### Exercises
(A) Decide whether each statement below agrees with the parenting essay that follows. For each one, answer yes or no and quote the words from the essay that settle it.
(i) Sophie is five years old.
(ii) The daycare leader said the other child was not domineering at all.
(iii) Sophie has been winning her contest with the other girl at daycare.
(B) Carry on the parenting essay about Sophie and daycare, starting right after its last sentence.

How to Like Your Crazy Little Kids

I’m a woman and a writer…that means words are my forte and my foreplay. Talking is bonding. Nothing reels me in like communication.

And while I know, due to many, many magazine subscriptions, that ‘communication is key’ in adult relationships, for some reason I never made the connection that communication is also the key to being close to my children.

My daughter, Sophie, taught me this. She is a very wise and silly five year old.

I know, I know. Gag. Treacle. “I learn from my children”…I hate those sort of cliches. (And this is not even the first time I’ve indulged in syrupy I-believe-the-children-are-our-future crap – I did the same thing in an earlier post about my daughter, Lola.) While most of the learning is a top-down, adult-to-child sort of affair in my house, every once in a while, my girls say or do something simple and profound that stops me in my smug tracks.

At daycare, my eldest daughter has been struggling to find a way to get along with another girl. Sophie is smart, sensitive, fragile and emotional. If you blink at her the wrong way, she cries great, gulping, heart-wrenching, body-wracking sobs of earnest pain.

Naturally, my delicate, screaming flower is attracted to people with big, dominant personalities. (Alas, I am her and she is me.) At daycare, she and another young girl have been engaged in some sort of five-year-old pissing match. Sophie has been losing. And we have both been distraught about it.

I called the daycare, I went in and spoke to the staff, and I was convinced that this other child was brutalizing my baby. The daycare leader agreed that the other child was a bit domineering, but that Sophie’s reactions were out of proportion to the slights she was receiving.

### Data block
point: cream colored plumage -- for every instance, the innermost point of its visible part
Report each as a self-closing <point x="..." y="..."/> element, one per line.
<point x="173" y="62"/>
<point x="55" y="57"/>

### Expected outputs
(A)
(i) Yes: "She is a very wise and silly five year old."
(ii) No: "The daycare leader agreed that the other child was a bit domineering"
(iii) No: "Sophie has been losing."

(B)
This I could totally believe. See paragraph #5, re: blinking.

So I sat down with Sophie and we talked. We talked and we talked and we talked. She told me every detail of every grevious injury, real and/or imagined. She told me every detail of every day of her life since she was born approximately three hundred years ago.

Now, every night, after I tuck her sister into bed, I get under the covers with Sophie, and we talk. We talk about her day, what happened at daycare and in the world, who said what to whom, who scratched whom, who thought about scratching, who walked in front of the swing and got a kick in the head for her troubles, what bugs got squished, what rocks are in her pocket and should not go through the washing machine, what Barack Obama should do next, and that yes, Michelle Obama’s arms are fabulous and she has the right to bare them. My god, people.

At the end of our first night of one-on-one Mama/daughter talking – and this first night lasted six weeks because the child had things to say - Sophie wrapped her arms around me, pressed her cheek against mine, and said to me “Mama, I love it when we talk about everything.”

Me too, baby. Me too.

This is the lesson I learned from a wise and silly five year old: If you want to like your kids, and be close to them, talk to them. And by talk, I mean listen.

Happy Mama Monday.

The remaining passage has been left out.